Here’s an interesting article: published in the American Journal of Medicine this July. I bet after reading this article…you will have to review your old blood tests and determine if you are at risk to develop diabetes in the near future.
This study included:
46,578 members of Kaiser Permanente Northwest who had fasting plasma glucose levels less than 100 mg/dL between January 1, 1997, and December 31, 2000, and who did not previously have diabetes or impaired fasting glucose.
Subjects developed diabetes at a rate of less than 1% per year during a mean follow-up of 81.0 months.
Each milligram per deciliter of fasting plasma glucose increased diabetes risk by 6% (hazard ratio [HR] 1.06, 95% confidence interval [CI], 1.05-1.07, P < .0001) after controlling for other risk factors.
Compared with those with fasting plasma glucose levels less than 85 mg/dL, subjects with glucose levels of 95 to 99 mg/dL were 2.33 times more likely to develop diabetes (HR 2.33; 95% CI, 1.95-2.79; P < .0001).
Subjects in the 90 to 94 mg/dL group were 49% more likely to progress to diabetes (HR 1.49; 95% CI, 1.23-1.79; P <.0001).
All other risk factors except sex were significantly associated with a diabetes diagnosis.
The strong independent association between the level of normal fasting plasma glucose and the incidence of diabetes after controlling for other risk factors suggests that diabetes risk increases as fasting plasma glucose levels increase, even within the currently accepted normal range.

## DATA SHOWN
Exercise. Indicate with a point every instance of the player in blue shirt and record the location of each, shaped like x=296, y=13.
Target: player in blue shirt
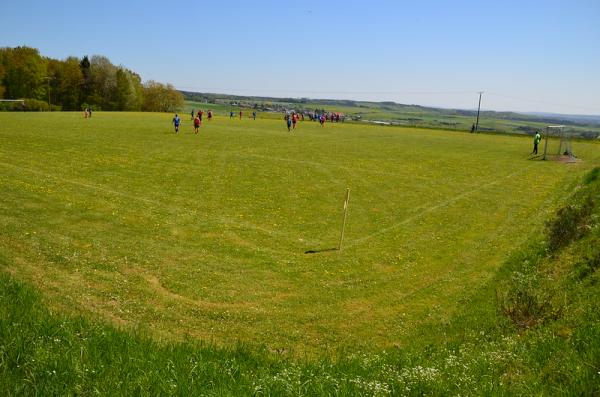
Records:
x=176, y=122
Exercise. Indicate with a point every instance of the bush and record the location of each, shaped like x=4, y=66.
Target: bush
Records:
x=524, y=301
x=569, y=223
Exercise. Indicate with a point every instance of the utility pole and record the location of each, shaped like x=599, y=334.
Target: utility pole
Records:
x=478, y=108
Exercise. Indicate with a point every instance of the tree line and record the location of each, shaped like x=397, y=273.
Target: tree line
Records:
x=78, y=83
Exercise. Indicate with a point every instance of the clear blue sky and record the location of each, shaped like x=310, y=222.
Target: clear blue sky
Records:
x=525, y=55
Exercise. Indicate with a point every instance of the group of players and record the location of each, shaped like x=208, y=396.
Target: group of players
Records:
x=291, y=118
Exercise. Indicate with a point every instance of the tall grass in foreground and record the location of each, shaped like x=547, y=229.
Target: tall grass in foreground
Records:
x=542, y=338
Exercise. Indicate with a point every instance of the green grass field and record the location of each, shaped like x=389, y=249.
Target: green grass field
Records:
x=204, y=236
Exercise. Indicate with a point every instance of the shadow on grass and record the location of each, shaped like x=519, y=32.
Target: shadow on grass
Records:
x=321, y=250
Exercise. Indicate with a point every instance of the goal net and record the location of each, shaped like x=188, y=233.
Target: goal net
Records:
x=557, y=144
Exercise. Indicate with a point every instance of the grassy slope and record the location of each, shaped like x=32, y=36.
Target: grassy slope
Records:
x=482, y=353
x=204, y=236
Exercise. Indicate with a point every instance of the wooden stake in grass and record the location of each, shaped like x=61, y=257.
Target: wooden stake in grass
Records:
x=345, y=216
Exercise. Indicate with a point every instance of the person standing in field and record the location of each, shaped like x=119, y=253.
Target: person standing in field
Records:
x=176, y=122
x=288, y=121
x=197, y=122
x=536, y=140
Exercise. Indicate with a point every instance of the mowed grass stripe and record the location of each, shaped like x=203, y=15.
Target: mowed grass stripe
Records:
x=205, y=235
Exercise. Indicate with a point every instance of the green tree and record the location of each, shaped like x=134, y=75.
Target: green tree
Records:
x=161, y=98
x=86, y=88
x=128, y=90
x=70, y=84
x=25, y=71
x=104, y=83
x=2, y=89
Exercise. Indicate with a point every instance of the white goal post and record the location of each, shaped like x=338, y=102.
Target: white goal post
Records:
x=564, y=146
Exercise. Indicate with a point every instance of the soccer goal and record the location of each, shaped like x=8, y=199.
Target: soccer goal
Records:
x=557, y=144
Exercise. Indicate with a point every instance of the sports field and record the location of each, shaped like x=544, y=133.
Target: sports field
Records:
x=205, y=236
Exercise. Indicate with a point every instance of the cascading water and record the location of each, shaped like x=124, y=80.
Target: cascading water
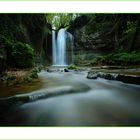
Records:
x=61, y=46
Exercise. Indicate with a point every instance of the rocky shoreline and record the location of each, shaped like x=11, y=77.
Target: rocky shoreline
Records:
x=126, y=78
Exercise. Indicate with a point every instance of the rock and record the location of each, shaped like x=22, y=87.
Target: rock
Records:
x=132, y=79
x=92, y=75
x=129, y=79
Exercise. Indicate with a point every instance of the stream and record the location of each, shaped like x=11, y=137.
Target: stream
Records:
x=105, y=103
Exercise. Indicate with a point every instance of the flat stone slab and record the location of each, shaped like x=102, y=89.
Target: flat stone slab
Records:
x=132, y=79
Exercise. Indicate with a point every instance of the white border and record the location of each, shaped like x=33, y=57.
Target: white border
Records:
x=65, y=132
x=69, y=6
x=108, y=133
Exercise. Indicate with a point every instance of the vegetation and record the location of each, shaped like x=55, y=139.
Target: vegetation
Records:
x=61, y=20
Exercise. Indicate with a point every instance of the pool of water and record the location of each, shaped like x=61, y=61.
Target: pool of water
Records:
x=106, y=103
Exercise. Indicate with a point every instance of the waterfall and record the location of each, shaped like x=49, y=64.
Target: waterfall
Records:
x=62, y=48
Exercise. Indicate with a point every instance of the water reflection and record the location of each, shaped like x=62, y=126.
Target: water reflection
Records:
x=107, y=103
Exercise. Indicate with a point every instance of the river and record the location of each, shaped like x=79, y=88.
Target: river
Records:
x=106, y=103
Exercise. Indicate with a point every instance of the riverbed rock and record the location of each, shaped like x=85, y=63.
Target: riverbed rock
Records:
x=66, y=70
x=92, y=75
x=132, y=79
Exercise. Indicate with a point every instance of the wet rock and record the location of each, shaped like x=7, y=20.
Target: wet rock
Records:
x=129, y=79
x=132, y=79
x=92, y=75
x=66, y=70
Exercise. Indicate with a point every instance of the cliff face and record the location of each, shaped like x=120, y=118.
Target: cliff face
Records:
x=26, y=28
x=101, y=34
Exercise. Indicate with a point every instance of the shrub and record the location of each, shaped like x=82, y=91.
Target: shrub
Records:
x=23, y=55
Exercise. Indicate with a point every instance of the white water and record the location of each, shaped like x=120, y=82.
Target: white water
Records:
x=60, y=45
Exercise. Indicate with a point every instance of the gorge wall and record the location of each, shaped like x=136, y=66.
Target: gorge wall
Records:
x=31, y=29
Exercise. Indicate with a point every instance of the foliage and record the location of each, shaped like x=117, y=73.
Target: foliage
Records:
x=61, y=20
x=23, y=55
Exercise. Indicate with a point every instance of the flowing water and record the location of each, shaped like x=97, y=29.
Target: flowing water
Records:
x=106, y=103
x=62, y=44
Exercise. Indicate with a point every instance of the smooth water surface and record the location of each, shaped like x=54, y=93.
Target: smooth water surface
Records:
x=107, y=103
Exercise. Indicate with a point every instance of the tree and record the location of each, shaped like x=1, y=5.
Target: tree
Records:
x=61, y=20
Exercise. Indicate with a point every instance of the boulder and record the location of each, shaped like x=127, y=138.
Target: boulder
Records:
x=132, y=79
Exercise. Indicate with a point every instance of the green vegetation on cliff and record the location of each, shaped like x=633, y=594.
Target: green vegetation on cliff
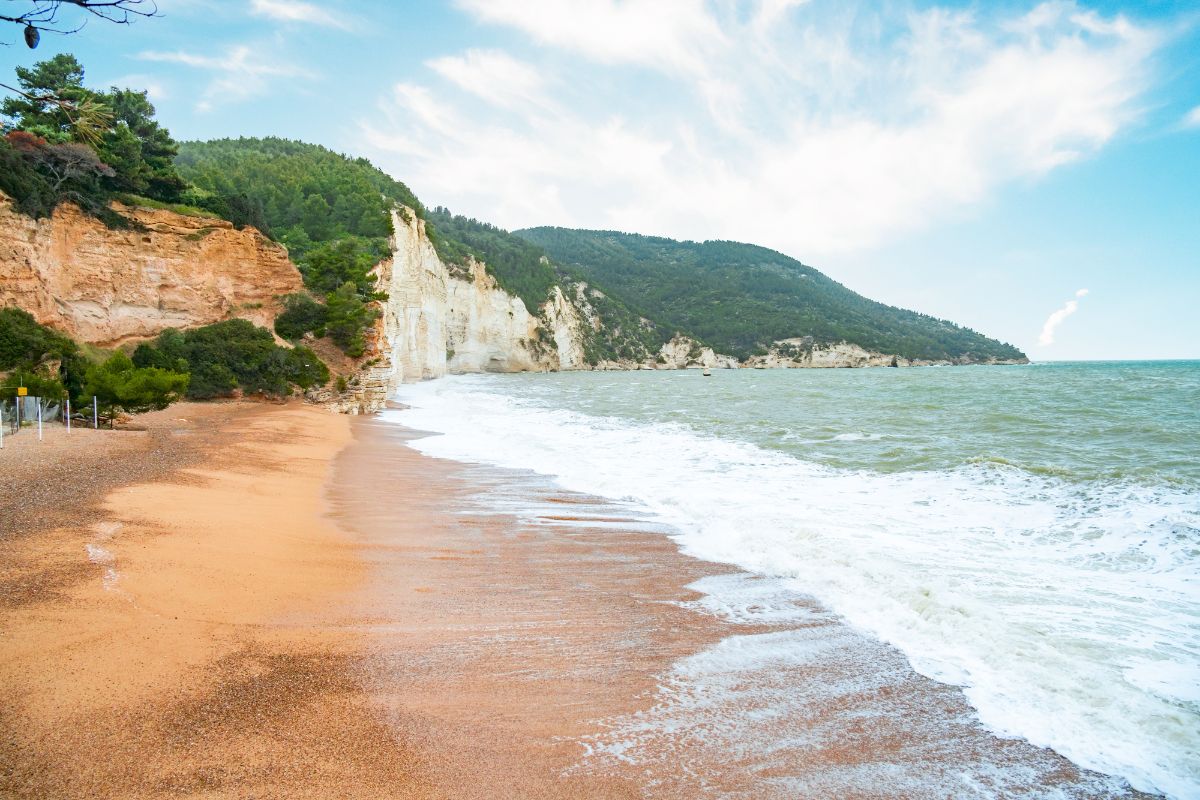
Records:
x=307, y=194
x=334, y=214
x=232, y=355
x=521, y=269
x=65, y=142
x=739, y=299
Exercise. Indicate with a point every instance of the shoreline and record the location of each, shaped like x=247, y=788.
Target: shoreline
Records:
x=295, y=603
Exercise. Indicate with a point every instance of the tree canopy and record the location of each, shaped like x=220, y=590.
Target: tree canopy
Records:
x=233, y=355
x=65, y=142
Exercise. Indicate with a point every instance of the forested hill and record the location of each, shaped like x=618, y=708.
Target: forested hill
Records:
x=738, y=299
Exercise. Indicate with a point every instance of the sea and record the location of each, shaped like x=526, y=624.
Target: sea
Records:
x=1030, y=534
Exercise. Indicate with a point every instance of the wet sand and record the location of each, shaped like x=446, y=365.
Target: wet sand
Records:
x=559, y=651
x=178, y=637
x=277, y=602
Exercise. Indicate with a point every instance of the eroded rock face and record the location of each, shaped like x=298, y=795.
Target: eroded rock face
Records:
x=436, y=322
x=109, y=287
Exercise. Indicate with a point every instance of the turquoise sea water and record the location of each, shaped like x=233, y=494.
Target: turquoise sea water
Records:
x=1031, y=534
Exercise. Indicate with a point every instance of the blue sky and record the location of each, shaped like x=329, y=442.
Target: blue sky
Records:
x=984, y=162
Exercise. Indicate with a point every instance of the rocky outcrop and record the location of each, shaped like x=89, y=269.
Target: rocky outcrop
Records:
x=803, y=353
x=108, y=287
x=439, y=322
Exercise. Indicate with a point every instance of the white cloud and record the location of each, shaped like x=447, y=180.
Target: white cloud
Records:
x=492, y=76
x=239, y=73
x=672, y=34
x=1056, y=318
x=293, y=11
x=828, y=130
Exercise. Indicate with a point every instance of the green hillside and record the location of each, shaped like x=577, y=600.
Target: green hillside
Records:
x=738, y=299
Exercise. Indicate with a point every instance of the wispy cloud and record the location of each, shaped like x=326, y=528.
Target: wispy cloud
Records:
x=1056, y=318
x=155, y=89
x=239, y=73
x=493, y=76
x=292, y=11
x=810, y=127
x=676, y=35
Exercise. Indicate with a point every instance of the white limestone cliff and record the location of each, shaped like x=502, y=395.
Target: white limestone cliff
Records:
x=437, y=322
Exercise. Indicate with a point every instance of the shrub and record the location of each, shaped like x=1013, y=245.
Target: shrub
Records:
x=348, y=318
x=229, y=355
x=120, y=385
x=27, y=344
x=300, y=316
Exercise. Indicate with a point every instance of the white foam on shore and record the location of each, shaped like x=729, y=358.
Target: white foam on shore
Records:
x=1067, y=613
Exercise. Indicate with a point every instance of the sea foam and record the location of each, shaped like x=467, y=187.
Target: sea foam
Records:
x=1067, y=613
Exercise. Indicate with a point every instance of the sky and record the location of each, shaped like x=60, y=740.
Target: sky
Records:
x=1027, y=169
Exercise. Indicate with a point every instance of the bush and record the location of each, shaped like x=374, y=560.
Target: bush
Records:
x=348, y=318
x=120, y=385
x=229, y=355
x=300, y=316
x=27, y=344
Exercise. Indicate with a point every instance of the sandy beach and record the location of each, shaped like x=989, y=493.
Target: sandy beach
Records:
x=250, y=600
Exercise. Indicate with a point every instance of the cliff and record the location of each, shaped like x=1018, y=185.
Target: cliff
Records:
x=108, y=287
x=441, y=320
x=438, y=322
x=111, y=287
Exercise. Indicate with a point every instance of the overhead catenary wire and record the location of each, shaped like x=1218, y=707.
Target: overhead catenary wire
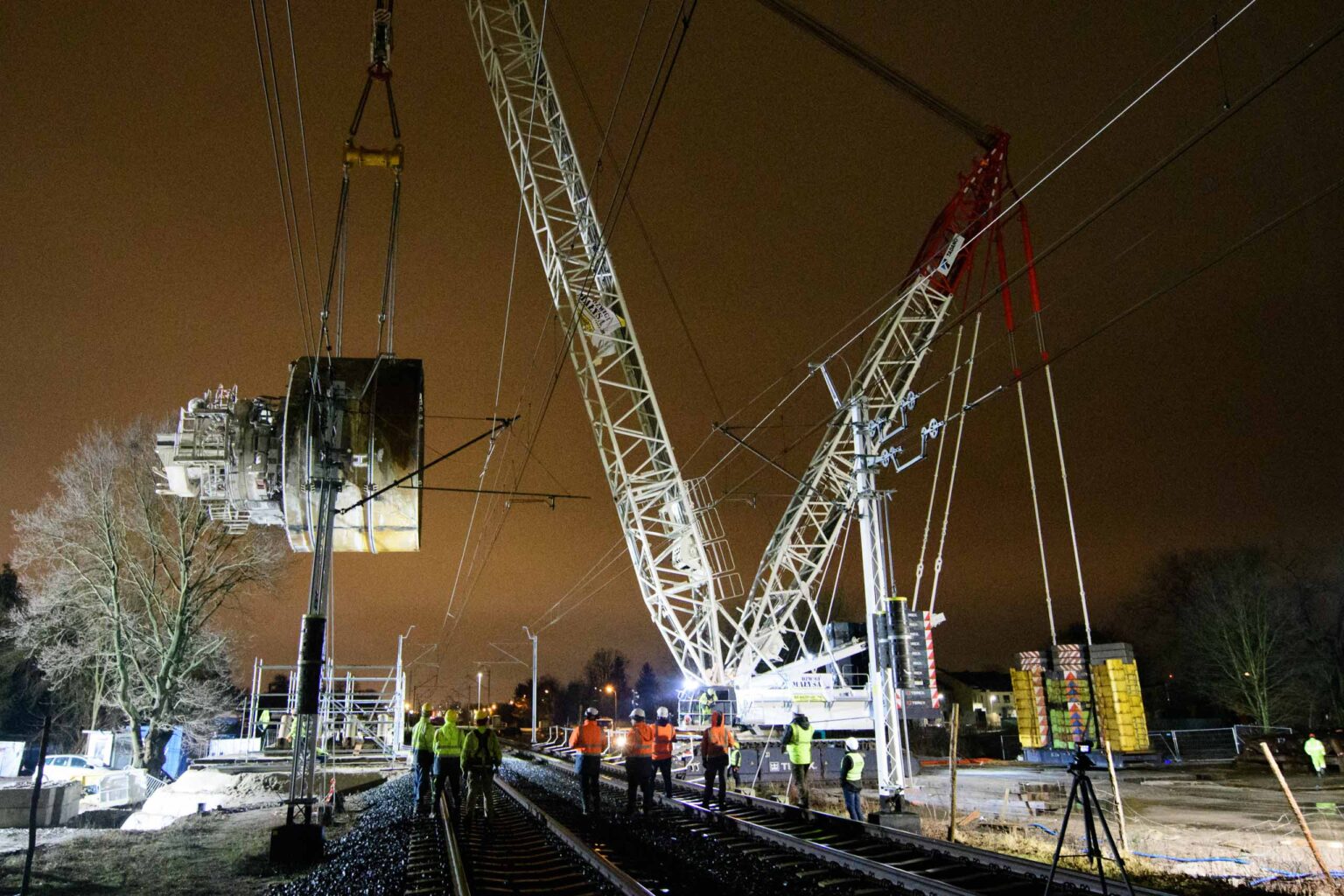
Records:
x=1058, y=167
x=639, y=222
x=1268, y=226
x=647, y=120
x=937, y=471
x=276, y=143
x=952, y=476
x=882, y=301
x=303, y=141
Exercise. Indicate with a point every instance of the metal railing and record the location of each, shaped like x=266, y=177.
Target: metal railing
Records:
x=1208, y=745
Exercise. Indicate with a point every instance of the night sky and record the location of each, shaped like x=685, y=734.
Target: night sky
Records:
x=143, y=260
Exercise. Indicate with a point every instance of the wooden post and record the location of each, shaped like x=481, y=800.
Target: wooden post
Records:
x=1301, y=820
x=1120, y=805
x=952, y=773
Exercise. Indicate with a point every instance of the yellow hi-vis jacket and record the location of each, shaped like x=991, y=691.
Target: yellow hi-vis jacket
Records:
x=423, y=735
x=800, y=745
x=448, y=739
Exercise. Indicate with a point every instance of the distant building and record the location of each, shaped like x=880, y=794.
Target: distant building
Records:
x=985, y=697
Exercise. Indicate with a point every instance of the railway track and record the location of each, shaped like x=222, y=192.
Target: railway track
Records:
x=521, y=850
x=542, y=844
x=907, y=861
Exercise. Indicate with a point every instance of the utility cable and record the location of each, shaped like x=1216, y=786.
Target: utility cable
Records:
x=952, y=479
x=634, y=156
x=937, y=473
x=284, y=155
x=639, y=222
x=1311, y=50
x=304, y=312
x=1158, y=293
x=303, y=141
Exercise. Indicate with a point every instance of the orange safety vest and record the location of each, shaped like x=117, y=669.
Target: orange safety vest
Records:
x=639, y=743
x=588, y=739
x=663, y=739
x=715, y=740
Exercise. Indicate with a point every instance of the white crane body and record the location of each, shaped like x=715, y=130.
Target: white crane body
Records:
x=773, y=650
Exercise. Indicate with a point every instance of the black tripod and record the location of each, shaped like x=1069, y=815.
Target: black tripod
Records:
x=1083, y=793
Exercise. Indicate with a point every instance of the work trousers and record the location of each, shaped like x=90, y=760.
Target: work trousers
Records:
x=423, y=771
x=851, y=802
x=664, y=767
x=591, y=767
x=480, y=783
x=714, y=770
x=800, y=780
x=448, y=770
x=639, y=777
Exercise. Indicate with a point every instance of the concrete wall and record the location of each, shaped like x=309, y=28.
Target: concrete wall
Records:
x=60, y=802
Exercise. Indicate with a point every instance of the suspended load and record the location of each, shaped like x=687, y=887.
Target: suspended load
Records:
x=250, y=459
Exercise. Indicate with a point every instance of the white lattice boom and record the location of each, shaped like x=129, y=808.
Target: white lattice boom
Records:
x=664, y=529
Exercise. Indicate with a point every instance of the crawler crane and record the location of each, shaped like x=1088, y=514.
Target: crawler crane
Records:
x=770, y=650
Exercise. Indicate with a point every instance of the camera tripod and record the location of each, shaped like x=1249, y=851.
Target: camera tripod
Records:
x=1085, y=795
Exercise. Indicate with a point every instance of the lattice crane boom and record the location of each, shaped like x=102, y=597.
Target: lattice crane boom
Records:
x=668, y=534
x=780, y=612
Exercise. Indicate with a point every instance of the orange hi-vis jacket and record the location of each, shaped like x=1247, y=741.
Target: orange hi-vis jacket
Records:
x=663, y=739
x=639, y=742
x=589, y=739
x=715, y=740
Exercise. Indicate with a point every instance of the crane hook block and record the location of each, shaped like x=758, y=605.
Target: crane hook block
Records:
x=366, y=158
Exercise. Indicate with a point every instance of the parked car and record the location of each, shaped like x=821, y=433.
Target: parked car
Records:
x=74, y=767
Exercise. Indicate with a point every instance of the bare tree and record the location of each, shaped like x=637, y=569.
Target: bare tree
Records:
x=1241, y=629
x=124, y=584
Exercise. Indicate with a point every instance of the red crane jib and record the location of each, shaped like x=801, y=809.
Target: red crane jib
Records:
x=972, y=208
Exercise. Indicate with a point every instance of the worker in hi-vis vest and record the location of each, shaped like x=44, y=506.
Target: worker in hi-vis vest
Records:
x=639, y=763
x=851, y=778
x=797, y=746
x=664, y=738
x=588, y=740
x=481, y=758
x=448, y=760
x=423, y=757
x=1316, y=752
x=715, y=743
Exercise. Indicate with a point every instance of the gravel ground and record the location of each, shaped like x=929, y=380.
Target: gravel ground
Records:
x=676, y=861
x=371, y=858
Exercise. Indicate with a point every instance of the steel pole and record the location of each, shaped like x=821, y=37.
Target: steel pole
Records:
x=533, y=639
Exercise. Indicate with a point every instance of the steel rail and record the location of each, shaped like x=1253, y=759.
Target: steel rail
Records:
x=456, y=861
x=599, y=863
x=984, y=861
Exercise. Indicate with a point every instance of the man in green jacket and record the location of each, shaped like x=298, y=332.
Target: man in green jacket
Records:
x=797, y=745
x=423, y=757
x=448, y=760
x=1316, y=752
x=481, y=758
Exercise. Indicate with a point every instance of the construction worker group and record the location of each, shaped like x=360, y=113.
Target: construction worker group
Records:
x=443, y=752
x=648, y=752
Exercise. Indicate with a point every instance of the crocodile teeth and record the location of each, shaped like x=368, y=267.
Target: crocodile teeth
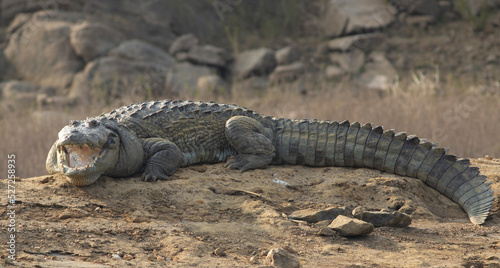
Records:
x=81, y=156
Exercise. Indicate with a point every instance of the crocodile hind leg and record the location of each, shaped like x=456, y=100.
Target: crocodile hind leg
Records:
x=251, y=141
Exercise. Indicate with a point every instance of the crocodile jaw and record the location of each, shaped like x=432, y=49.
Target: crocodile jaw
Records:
x=79, y=163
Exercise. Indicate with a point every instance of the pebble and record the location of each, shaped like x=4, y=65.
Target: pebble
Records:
x=350, y=227
x=281, y=258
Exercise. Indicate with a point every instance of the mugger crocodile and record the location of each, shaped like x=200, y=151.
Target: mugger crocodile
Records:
x=158, y=137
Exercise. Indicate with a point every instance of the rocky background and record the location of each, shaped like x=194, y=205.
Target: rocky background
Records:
x=407, y=64
x=66, y=52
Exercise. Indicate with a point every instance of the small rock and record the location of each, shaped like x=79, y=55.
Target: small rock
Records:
x=281, y=258
x=334, y=21
x=313, y=216
x=379, y=72
x=287, y=55
x=286, y=73
x=14, y=88
x=351, y=62
x=361, y=15
x=427, y=7
x=420, y=21
x=72, y=214
x=357, y=212
x=334, y=72
x=326, y=231
x=141, y=51
x=183, y=77
x=183, y=44
x=138, y=216
x=255, y=62
x=182, y=56
x=91, y=40
x=350, y=227
x=219, y=252
x=209, y=55
x=361, y=42
x=210, y=84
x=379, y=218
x=321, y=224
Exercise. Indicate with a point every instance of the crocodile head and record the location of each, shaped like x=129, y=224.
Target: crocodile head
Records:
x=84, y=151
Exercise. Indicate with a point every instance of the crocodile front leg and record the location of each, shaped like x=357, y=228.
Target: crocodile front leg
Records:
x=251, y=141
x=163, y=159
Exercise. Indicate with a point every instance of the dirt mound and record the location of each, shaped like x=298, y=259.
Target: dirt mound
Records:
x=181, y=222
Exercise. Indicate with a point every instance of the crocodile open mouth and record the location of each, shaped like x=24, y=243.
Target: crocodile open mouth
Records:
x=81, y=156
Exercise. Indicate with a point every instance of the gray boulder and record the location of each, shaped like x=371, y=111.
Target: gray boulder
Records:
x=208, y=55
x=44, y=55
x=362, y=42
x=14, y=88
x=91, y=40
x=183, y=43
x=315, y=215
x=350, y=61
x=379, y=72
x=134, y=66
x=256, y=62
x=287, y=73
x=333, y=21
x=287, y=55
x=362, y=15
x=137, y=50
x=333, y=72
x=183, y=77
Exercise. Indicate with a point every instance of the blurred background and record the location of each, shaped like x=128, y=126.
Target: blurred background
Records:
x=426, y=67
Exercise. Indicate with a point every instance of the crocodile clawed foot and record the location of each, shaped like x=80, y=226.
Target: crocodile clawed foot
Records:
x=154, y=176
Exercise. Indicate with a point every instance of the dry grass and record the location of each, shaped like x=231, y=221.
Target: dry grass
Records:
x=462, y=118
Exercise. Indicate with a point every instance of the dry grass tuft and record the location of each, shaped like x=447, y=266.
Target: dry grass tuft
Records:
x=464, y=119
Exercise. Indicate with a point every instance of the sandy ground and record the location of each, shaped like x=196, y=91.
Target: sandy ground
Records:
x=180, y=222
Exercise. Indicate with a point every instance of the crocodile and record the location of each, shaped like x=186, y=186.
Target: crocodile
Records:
x=158, y=137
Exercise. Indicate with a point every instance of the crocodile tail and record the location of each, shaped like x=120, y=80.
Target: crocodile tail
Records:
x=325, y=143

## EXERCISE SET
- A) Using the article on fasting glucose and diabetes risk, answer these:
(i) How many Kaiser Permanente Northwest members did the study include?
(ii) What was the mean follow-up period?
(iii) Which risk factor was not significantly associated with a diabetes diagnosis?
- B) Carry on the article on fasting glucose and diabetes risk from the point where it stops.
None of the entries are needed for this.

## ANSWERS FOR THE TASKS
- A)
(i) 46,578
(ii) 81.0 months
(iii) Sex

- B)
This study although with limitations sends a strong signal that everytime one gets an executive panel test.. a thorough evaluation has to be made from the numbers that will give us SIGNALS of future disease risk. There is no room for saying that the results are borderline or of no significance because waiting fo the sugar to be abnormal before one recommends action is tantamount to negligience!
Targeting out patients early means preventing onset of the the disease resulting in lesser chances of developing chronic complications which can be disabling and costly!
Lifestyle changes will continue to be the mainstay for these patients with sugars within the normal range but are at the highest risk to develop diabetes in the next few years! A little sacrifice can do a long way in preventing illness and promoting health!
Get hold of your last years blood tests…look at the numbers…is your blood suagr 97 mg/dl? Then be aware that you are at risk to develop diabetes in the near future… and therefore DO SOMETHING!!!! Lose weight, take care of what you eat and MOVE!